Exercise objective = Please copy the column on e-mail overload word for word, from "Of course, that" up to and including "journalists, press releases.".

Supplied passage =
IN MY OPINION
You've got mail -- a ton of it
By ANA VECIANA-SUAREZ
aveciana@MiamiHerald.com
The worst thing about vacation is the first day back at the job. This is, I'm convinced, the harshest verity of all work life, even when what we do for pay is something we enjoy tremendously. The length of vacation doesn't seem to matter much, nor does it get easier with experience. Reentry requires a particular kind of fortitude.
I needed some of that resilience when, still savoring the vestiges of my vacation, I checked my e-mail in-box one bright morning: 871 messages.
Yikes! How did that happen? I was gone only four days. How many people had that much to say? For a fleeting moment, I considered calling in sick. Or, better yet, I thought of obliterating the entire in-box. How tempting.
Of course, that would only delay the inevitable. E-mail is the way I learn about staff meetings, reorganizations and final edits. It is how readers offer their opinions and marketers pitch their ideas.
But what was once a welcomed boon to communication is now its bane. The crush of e-mail is overloading my computer, not to mention my brain. I dread dealing with e-mail after an absence of even a few days.
Everybody I know complains about the crush of electronic mail clogging up the system, yet we are the very people who are quick to click on SEND. I'm not writing about spam here, but about forwarded jokes, prayers, invitations, links, announcements and, in the case of journalists, press releases.
No wonder DELETE has become my favorite function.
Don't jump to conclusions. I love e-mail -- or, at least, I once did. It has made my job of reaching people more convenient, and I can corral all my children with one short note in the middle of a workday. But too much of a good thing can be toxic, and e-mail overload is a prime example of the wisdom of our mothers when they pronounced, ``Everything in moderation.''
Those in the know say it's only going to get worse. Daily e-mail volume is currently at 210 billion messages a day worldwide. By next year, The Radicati Group, a technology market research firm, predicts it will increase to 247 billion. By 2012? 419 billion. It probably would be significantly more if our teens hadn't forsaken e-mail for the more popular sport of texting.

Dataset records =
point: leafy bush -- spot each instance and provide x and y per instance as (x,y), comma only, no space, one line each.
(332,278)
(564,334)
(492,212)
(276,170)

Written response =
Of course, that would only delay the inevitable. E-mail is the way I learn about staff meetings, reorganizations and final edits. It is how readers offer their opinions and marketers pitch their ideas.
But what was once a welcomed boon to communication is now its bane. The crush of e-mail is overloading my computer, not to mention my brain. I dread dealing with e-mail after an absence of even a few days.
Everybody I know complains about the crush of electronic mail clogging up the system, yet we are the very people who are quick to click on SEND. I'm not writing about spam here, but about forwarded jokes, prayers, invitations, links, announcements and, in the case of journalists, press releases.